| Requirement |
Count the lines in the records below that contain the word "reed", and reply with only that number.

| Raw data |
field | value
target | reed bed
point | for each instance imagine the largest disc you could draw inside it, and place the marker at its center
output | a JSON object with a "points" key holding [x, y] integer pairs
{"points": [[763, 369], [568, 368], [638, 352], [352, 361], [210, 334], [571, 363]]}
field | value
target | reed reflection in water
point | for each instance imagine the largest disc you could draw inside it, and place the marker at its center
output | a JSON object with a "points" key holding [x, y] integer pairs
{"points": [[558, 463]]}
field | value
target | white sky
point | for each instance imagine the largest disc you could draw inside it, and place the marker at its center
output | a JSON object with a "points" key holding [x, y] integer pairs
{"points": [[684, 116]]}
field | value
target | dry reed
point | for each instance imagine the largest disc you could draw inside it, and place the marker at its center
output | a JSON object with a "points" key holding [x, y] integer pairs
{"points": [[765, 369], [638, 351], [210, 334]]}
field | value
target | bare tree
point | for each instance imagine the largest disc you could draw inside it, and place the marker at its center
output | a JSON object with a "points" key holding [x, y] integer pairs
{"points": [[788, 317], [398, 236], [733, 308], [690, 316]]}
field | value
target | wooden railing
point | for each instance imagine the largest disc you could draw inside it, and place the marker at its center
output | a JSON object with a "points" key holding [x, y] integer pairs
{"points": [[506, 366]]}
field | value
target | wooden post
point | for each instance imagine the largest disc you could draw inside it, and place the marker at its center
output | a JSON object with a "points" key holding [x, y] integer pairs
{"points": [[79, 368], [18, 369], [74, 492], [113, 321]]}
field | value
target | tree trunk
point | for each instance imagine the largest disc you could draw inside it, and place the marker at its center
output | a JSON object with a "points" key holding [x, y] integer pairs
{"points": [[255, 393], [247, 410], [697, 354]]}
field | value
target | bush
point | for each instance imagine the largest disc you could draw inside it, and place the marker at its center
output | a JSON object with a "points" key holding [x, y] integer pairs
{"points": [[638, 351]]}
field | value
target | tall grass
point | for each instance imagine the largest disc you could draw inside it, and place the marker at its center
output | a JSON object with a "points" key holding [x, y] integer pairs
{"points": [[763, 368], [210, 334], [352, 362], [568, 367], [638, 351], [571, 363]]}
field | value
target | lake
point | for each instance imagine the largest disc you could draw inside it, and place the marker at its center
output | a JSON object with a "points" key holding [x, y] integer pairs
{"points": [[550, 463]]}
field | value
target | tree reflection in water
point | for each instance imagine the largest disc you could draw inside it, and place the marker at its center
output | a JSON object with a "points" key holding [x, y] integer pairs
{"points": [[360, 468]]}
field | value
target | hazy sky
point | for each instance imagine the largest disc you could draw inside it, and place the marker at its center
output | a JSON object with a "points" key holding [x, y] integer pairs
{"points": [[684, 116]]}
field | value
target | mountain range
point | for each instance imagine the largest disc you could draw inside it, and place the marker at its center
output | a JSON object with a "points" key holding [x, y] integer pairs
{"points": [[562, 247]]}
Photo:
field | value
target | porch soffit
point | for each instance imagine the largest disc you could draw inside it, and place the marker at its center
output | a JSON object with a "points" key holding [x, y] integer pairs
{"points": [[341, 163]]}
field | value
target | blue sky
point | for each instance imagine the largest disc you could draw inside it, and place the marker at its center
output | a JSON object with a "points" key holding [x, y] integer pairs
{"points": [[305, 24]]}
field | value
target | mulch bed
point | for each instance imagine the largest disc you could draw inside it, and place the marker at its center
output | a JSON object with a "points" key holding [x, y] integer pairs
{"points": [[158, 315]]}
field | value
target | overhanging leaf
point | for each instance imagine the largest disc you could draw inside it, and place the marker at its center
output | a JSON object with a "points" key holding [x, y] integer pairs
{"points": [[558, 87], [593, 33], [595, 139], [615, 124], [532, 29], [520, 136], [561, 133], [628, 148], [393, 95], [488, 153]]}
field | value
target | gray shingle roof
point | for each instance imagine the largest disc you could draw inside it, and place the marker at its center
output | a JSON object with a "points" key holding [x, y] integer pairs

| Answer area |
3